Problem to work on: If a record holds a picture, drop the picture and repeat everything else word for word.

Input:
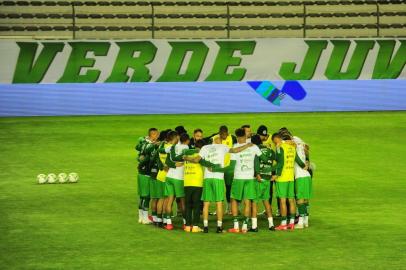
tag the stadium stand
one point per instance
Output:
(201, 19)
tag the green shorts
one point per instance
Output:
(152, 188)
(213, 190)
(263, 190)
(243, 189)
(303, 187)
(143, 185)
(160, 189)
(174, 187)
(228, 178)
(285, 190)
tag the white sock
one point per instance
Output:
(254, 223)
(145, 214)
(283, 222)
(270, 221)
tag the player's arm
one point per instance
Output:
(207, 163)
(279, 162)
(138, 146)
(300, 162)
(195, 159)
(169, 162)
(161, 149)
(257, 168)
(174, 157)
(240, 148)
(307, 152)
(229, 168)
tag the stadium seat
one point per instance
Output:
(197, 19)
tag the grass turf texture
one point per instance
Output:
(357, 217)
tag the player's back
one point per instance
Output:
(244, 161)
(177, 173)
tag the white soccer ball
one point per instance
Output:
(62, 177)
(51, 178)
(42, 178)
(312, 166)
(73, 177)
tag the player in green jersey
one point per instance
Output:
(263, 176)
(286, 157)
(144, 147)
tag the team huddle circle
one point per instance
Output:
(240, 171)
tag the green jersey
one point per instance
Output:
(154, 162)
(265, 165)
(144, 148)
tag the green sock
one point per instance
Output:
(302, 210)
(306, 208)
(284, 220)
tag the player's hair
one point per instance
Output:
(223, 129)
(256, 139)
(239, 132)
(151, 130)
(276, 134)
(180, 130)
(163, 134)
(199, 143)
(171, 135)
(284, 130)
(197, 130)
(285, 136)
(184, 137)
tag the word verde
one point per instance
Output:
(187, 58)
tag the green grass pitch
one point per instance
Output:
(357, 214)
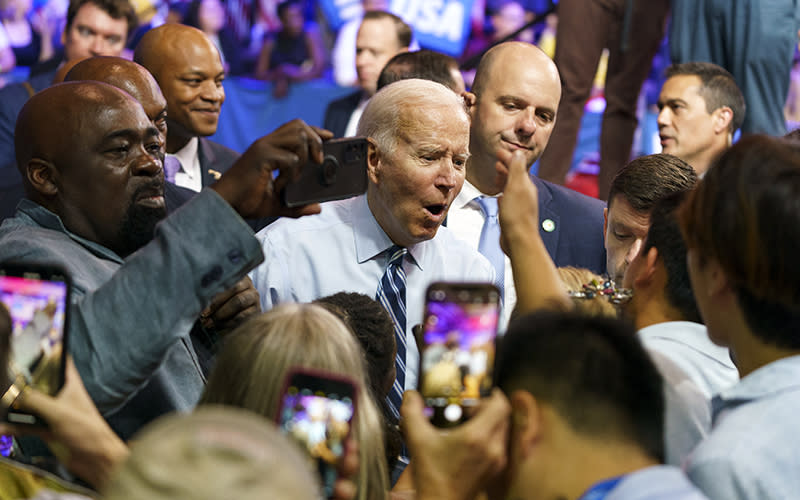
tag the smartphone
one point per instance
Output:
(342, 174)
(38, 299)
(317, 410)
(457, 348)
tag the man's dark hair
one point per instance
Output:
(592, 371)
(665, 235)
(424, 64)
(374, 329)
(647, 179)
(745, 216)
(282, 8)
(5, 347)
(116, 9)
(719, 88)
(401, 27)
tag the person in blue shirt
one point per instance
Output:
(741, 231)
(579, 409)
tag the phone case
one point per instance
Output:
(342, 174)
(457, 348)
(38, 298)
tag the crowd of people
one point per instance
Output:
(647, 347)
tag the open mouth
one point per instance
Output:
(436, 210)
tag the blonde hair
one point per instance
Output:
(256, 357)
(573, 279)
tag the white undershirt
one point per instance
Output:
(465, 221)
(189, 176)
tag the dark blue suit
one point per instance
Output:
(339, 111)
(12, 98)
(576, 235)
(214, 159)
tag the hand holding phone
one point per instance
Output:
(342, 174)
(317, 411)
(457, 348)
(37, 297)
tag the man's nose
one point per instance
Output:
(526, 123)
(448, 175)
(636, 247)
(147, 164)
(663, 117)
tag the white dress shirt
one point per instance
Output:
(465, 220)
(189, 176)
(687, 345)
(343, 249)
(352, 125)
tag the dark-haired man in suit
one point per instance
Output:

Completed task:
tag the stadium stand
one point per instance
Output:
(201, 19)
tag the green shorts
one point per instance
Output:
(152, 188)
(213, 190)
(263, 190)
(243, 189)
(303, 187)
(143, 185)
(160, 189)
(174, 187)
(228, 178)
(285, 190)
tag the white sock
one point per instance
Output:
(254, 223)
(145, 214)
(283, 222)
(270, 221)
tag the player's arm
one point per instance
Output:
(207, 163)
(279, 162)
(138, 146)
(300, 162)
(195, 159)
(169, 162)
(161, 149)
(257, 168)
(174, 157)
(240, 148)
(307, 152)
(229, 168)
tag the stadium seat
one point per instance
Output:
(197, 19)
tag the grass turf texture
one point per instance
Output:
(357, 217)
tag the player's back
one point per instance
Output:
(244, 161)
(177, 173)
tag the white soccer ball
one point per instance
Output:
(62, 177)
(51, 178)
(42, 178)
(312, 166)
(73, 177)
tag the player in green jersey
one point per instance
Output:
(263, 176)
(286, 157)
(144, 147)
tag the team huddle circle
one point per instance
Output:
(240, 171)
tag the green jersey
one point per instance
Output:
(154, 162)
(265, 165)
(144, 148)
tag the green sock
one point per instance
Output:
(302, 210)
(306, 208)
(284, 220)
tag the player's hair
one point per instance
Output:
(223, 129)
(256, 139)
(239, 132)
(151, 130)
(276, 134)
(180, 130)
(163, 134)
(199, 143)
(171, 135)
(284, 130)
(197, 130)
(285, 136)
(184, 137)
tag the word verde
one point per instance
Output:
(187, 58)
tag the green grass pitch
one point per instance
Output:
(357, 214)
tag the smartphone
one point per instance
Output:
(342, 174)
(38, 299)
(317, 410)
(457, 348)
tag the man's dark hair
one point per instance
Output:
(592, 371)
(665, 235)
(424, 64)
(374, 329)
(647, 179)
(745, 216)
(282, 8)
(5, 347)
(116, 9)
(719, 88)
(401, 27)
tag the person in blue shirt
one point per instance
Output:
(741, 231)
(579, 409)
tag the phone case
one point per instance
Output:
(342, 174)
(457, 348)
(38, 298)
tag the crowd of people
one point per instance
Output:
(647, 347)
tag the open mouth
one point per instance
Output:
(436, 210)
tag the blonde hair
one point per instance
Output:
(256, 357)
(573, 279)
tag the white undershirt
one point per instance
Output:
(465, 221)
(189, 176)
tag the dark blue suit
one point per instance
Output:
(339, 111)
(12, 98)
(576, 235)
(214, 159)
tag the hand holding phone
one point per instance
Output:
(342, 174)
(317, 411)
(457, 348)
(37, 297)
tag the man's nose
one point per instance
Output:
(526, 123)
(448, 175)
(636, 247)
(147, 164)
(663, 117)
tag the white dress shirt
one point per instance
Output:
(465, 220)
(189, 176)
(687, 345)
(343, 249)
(352, 125)
tag the dark-haired man in suit
one point per instance
Output:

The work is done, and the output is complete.